● Passage fourni

---*---

L'ouvrage commence par une utile introduction à l'histoire des contacts entre grecs et Mésopotamiens. Distants au début du premier millénaire, ils s'intensifient après l'intégration de la région dans le royaume achéménide. Des spécialistes grecs, artisans, mercenaires ou médecins sont alors connus dans la région. Mais avec la conquête d'Alexandre, les contacts changent soudainement d'échelle, et il n'est guère surprenant que la grande majorité des noms grecs relevés par l'auteur datent de l'époque hellénistique. Les documents conservés ne témoignent que d'une infime partie de l'évolution sociale, politique ou administrative de la région, mais leur nombre, plusieurs milliers, suffit à fasciner l'historien du monde séleucide.

---*---

● Travail demandé
Écrivez la suite du passage sur les contacts entre Grecs et Mésopotamiens, en reprenant après sa dernière phrase. Le matériel ci-dessous vient d'une autre source.

---*---

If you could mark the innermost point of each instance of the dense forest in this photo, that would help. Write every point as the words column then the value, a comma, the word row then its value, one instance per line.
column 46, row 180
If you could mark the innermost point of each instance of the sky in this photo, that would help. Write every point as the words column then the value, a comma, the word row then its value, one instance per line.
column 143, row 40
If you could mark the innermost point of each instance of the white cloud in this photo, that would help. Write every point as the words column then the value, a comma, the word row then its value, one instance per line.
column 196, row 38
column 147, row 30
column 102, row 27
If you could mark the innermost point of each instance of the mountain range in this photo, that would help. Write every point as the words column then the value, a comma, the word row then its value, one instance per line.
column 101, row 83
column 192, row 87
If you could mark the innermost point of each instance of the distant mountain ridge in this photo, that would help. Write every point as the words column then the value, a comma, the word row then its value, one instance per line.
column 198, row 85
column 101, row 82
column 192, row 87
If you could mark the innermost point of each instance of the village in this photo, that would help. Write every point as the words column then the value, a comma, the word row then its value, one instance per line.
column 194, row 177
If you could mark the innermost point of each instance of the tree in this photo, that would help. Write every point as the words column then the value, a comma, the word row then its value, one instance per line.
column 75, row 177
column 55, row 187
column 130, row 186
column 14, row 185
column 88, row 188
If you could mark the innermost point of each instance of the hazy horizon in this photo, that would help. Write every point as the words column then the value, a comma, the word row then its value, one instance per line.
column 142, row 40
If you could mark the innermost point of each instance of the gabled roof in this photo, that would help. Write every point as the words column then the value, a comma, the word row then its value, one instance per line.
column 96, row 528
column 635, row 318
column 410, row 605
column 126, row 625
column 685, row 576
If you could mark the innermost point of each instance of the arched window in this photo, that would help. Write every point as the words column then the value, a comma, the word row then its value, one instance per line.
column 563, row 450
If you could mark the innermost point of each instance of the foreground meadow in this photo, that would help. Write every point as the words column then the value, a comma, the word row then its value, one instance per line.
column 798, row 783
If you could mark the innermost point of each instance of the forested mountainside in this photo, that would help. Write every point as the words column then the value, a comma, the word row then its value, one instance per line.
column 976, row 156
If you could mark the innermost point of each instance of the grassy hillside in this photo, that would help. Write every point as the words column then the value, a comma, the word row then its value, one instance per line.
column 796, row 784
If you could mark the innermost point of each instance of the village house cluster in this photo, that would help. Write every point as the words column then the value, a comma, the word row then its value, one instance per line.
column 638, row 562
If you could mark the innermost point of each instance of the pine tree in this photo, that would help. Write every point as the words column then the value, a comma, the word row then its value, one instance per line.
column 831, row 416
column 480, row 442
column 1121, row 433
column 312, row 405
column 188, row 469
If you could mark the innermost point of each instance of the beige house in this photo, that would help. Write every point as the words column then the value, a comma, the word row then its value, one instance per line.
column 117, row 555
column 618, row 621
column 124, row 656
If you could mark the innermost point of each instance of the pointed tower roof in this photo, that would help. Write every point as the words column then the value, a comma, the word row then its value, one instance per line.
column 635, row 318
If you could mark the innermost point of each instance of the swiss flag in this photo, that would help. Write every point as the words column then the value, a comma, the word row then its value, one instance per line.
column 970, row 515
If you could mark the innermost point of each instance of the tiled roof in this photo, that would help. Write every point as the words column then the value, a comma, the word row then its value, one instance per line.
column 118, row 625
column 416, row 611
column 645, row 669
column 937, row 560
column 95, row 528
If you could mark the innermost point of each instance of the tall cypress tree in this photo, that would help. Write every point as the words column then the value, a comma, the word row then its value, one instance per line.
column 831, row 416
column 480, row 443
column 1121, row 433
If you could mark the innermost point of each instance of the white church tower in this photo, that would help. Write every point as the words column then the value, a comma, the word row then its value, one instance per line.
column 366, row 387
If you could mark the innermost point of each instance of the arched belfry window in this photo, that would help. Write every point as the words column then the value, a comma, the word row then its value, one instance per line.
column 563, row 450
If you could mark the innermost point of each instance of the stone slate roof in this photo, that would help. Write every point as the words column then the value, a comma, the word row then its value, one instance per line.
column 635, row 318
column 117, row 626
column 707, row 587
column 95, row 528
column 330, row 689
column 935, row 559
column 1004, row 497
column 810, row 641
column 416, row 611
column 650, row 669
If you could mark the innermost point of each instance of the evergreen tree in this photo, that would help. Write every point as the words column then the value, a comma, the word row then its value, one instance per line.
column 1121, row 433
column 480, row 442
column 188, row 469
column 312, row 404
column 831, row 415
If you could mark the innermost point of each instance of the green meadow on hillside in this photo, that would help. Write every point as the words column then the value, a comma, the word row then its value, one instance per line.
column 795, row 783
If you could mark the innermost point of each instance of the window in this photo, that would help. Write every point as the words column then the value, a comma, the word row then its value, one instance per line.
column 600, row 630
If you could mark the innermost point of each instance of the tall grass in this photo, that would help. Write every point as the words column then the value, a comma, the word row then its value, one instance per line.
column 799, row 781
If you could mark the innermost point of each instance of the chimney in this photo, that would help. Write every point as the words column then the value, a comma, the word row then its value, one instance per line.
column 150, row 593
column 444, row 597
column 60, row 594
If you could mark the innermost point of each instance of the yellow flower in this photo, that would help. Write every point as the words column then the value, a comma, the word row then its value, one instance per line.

---*---

● Réponse obtenue
Lorsque le besoin de noter des noms grecs s'est fait sentir, les scribes babyloniens se sont trouvés confrontés à la difficulté de transcrire ces noms étrangers dans une écriture qui ne s'y prête pas très bien. Le deuxième chapitre de l'ouvrage décrit les règles de transcription des termes grecs en cunéiforme. Les transcriptions sont, dans les premiers temps de présence grecque, relativement fluctuantes, le fonctionnement du cunéiforme autorisant une grande variété dans la transcription d'un même son. C'est ainsi que l'on recense près de 29 graphies du nom Antiochos. Les transcriptions choisies fournissent parfois d'intéressants renseignements sur la manière dont le grec était prononcé dans cette partie du monde séleucide. On découvre ainsi que le son w du digamma, qui n'est plus noté en grec depuis le VIe siècle, apparaît dans certaines transcriptions jusqu'à l'époque parthe: le digamma était donc encore légèrement prononcé. D'autres développements seront peut-être plus difficiles à suivre pour les lecteurs non familiers de l'écriture cunéiforme, mais l'ensemble apportera beaucoup de grain à moudre aux historiens de la langue grecque.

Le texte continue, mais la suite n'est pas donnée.